Disaster Recovery on Google Cloud for Data (Part 2)

Get Cooking in Cloud

Priyanka Vergadia
Google Cloud - Community
6 min readJan 16, 2020

--

Introduction

Get Cooking in Cloud is a blog and video series to help enterprises and developers build business solutions on Google Cloud. In this second miniseries I am covering Disaster Recovery on Google Cloud. Disasters can be pretty hard to deal with when you have an online presence. In these articles, we have been elaborating on how to deal with disasters like earthquakes, power outages, floods, fires etc.

Here are all the articles in this miniseries, for you to checkout.

  1. Disaster Recovery Overview
  2. Cold Disaster recovery on Google Cloud for on-premise applications
  3. Warm Disaster recovery on Google Cloud for on-premise applications
  4. Hot Disaster recovery on Google Cloud for on-premise applications
  5. Cold Disaster recovery for applications in Google Cloud
  6. Warm Disaster recovery for applications in Google Cloud
  7. Hot Disaster recovery for applications in Google Cloud
  8. Disaster recovery on Google Cloud for Data: Part 1
  9. Disaster recovery on Google Cloud for Data: Part 2 (This article)

__DO THIS__
Can you reproduce everything from "Get Cooking in Cloud is" down to "you to checkout." in the disaster recovery article, swapping "earthquakes" for "hurricanes"? You won't need the listing for anything here.

__DATASET EXTRACT__

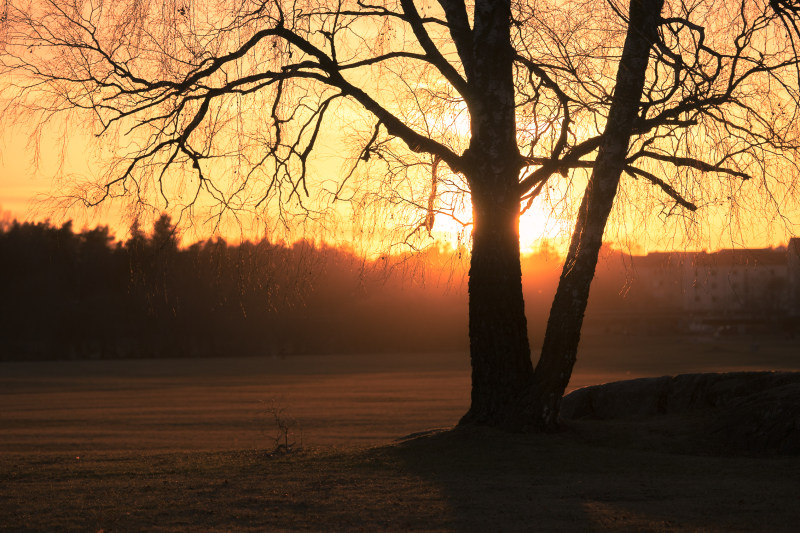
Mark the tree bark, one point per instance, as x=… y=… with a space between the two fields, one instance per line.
x=562 y=335
x=499 y=349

__CORRECT RESULT__
Get Cooking in Cloud is a blog and video series to help enterprises and developers build business solutions on Google Cloud. In this second miniseries I am covering Disaster Recovery on Google Cloud. Disasters can be pretty hard to deal with when you have an online presence. In these articles, we have been elaborating on how to deal with disasters like hurricanes, power outages, floods, fires etc.

Here are all the articles in this miniseries, for you to checkout.